:: Document text ::
┄┄┄┄┄┄┄┄┄┄

In a nutshell, here at least is my rub:  how can I reconcile myself
to loving this powerful, emotionally gripping, incredibly imaginative
series of musical dramas when their creator was such a total shit as a
person? It's one thing to admire the work of a painter or writer who was
a deplorable human being.  But somehow (to me, at any rate) it's different
with music - we are too wrapped up in it emotionally, too desirous of
wanting to be taken into "eine bess're Welt" that the personality of the
creator and also recreator has to matter, too.  I think it is our intense
emotional investment in the music that cries out for some consonance with
the creator of it.

Perhaps far afield - but imagine yourself having a passionate, intense
love affair with a beautiful, intelligent, sensitive woman (ladies make the
appropriate gender switch), in which you (seem to) share your innermost
feelings and secrets -- only to discover later that this person was a
concentration camp guard or worse.  What does this do for your sense of
judgement of other people? For your feelings about yourself for having
given so much to a person who was not worthy of that giving?

┄┄┄┄┄┄┄┄┄┄

Resume the passage about loving the musical dramas of a deplorable creator, carrying on from its last question.

:: Material ::
┄┄┄┄┄┄┄┄┄┄

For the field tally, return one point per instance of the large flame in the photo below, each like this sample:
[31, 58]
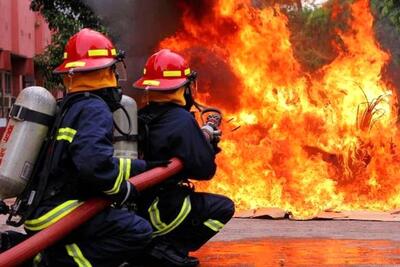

┄┄┄┄┄┄┄┄┄┄

:: Answer below ::
But to get back to Wagner - I think that tension will always remain
with those of us who seek some consonance in the world and in our music.
In a keynote address before the start of the 1998 Proms, the noted critic
George Steiner spoke on "Politics and Music" which is as fascinating and
tightly reasoned as it is disturbing.  In one part, IIRC, he cites the
critic/philosopher Adorno as saying that an artist (composer?) is
responsible for the uses to which his art/music is put, even after his
death.  By that criterion, Wagner would certainly be guilty of
irresponsibility.  In fact, only Mozart seems to have been spared
appropriation by some political faction or other.  Does anyone know whether
Steiner's talk has been published? It would be a powerful catalyst to this
debate, which in many guises has exercised list members since I joined
several years ago.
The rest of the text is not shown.